# Source excerpt
Understanding Avalanches: Thermal Conductivity of Snow (Part 1)

Reading through our archives the other day, I came across this article about thermal conductivity and snow. It’s a unique application for a thermal properties analyzer, an interesting story, and something that may ultimately even save the lives of backcountry skiers and snowboarders.

Rich Shertzer, who finished a PhD in the program at Montana State, thinks snow may be unique among natural materials because “the thermal environment it’s exposed to every day can cause pretty remarkable changes in its microstructure.”

When Wired Magazine wrote up Dr. Ed Adams and his colleagues in February 2011, they didn’t refer to them as a team of civil engineers studying granular mechanics. Instead, they named them one of seven teams of “Mad Scientists” and called them “Snow Bombers.”

It’s not hard to find articles about Montana State University’s avalanche studies program. Just describing a typical field study makes for a good story: to investigate real-world avalanche conditions, MSU researchers sit in an outhouse-sized shack bolted to the side of a mountain while colleagues trigger an avalanche up-slope.

But this isn’t just a story about explosions and extreme sports. At its heart, it’s a story about the microstructure of a very fascinating and difficult material. Rich Shertzer, who finished a PhD in the program at Montana State, thinks snow may be unique among natural materials because “the thermal environment it’s exposed to every day can cause pretty remarkable changes in its microstructure.”  A cold, sunny day in the mountains can cause significant changes in snow crystals. It can change their size and shape, but more significantly it can cause a directional orientation in snow layers.

Signs of a recent avalanche.

It’s long been empirically understood that avalanches tend to form above “weak layers” of snow. Shertzer and his colleagues are studying how the orientation of snow crystals correlates with weak layers. Most models of granular mechanics assume that the material’s microstructure is randomly arranged. However, snow layers seem to show a regular arrangement.

# Given instruction 1
Translate this sentence from the avalanche article into Spanish: "It’s long been empirically understood that avalanches tend to form above “weak layers” of snow."
# Given instruction 2
Quote the passage of the avalanche article between "Signs of a recent" and "a regular arrangement.", inclusive.

# Data shown
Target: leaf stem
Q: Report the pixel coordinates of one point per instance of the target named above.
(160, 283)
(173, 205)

# Reply 1
Desde hace tiempo se sabe empíricamente que las avalanchas tienden a formarse sobre «capas débiles» de nieve.

# Reply 2
Signs of a recent avalanche.

It’s long been empirically understood that avalanches tend to form above “weak layers” of snow. Shertzer and his colleagues are studying how the orientation of snow crystals correlates with weak layers. Most models of granular mechanics assume that the material’s microstructure is randomly arranged. However, snow layers seem to show a regular arrangement.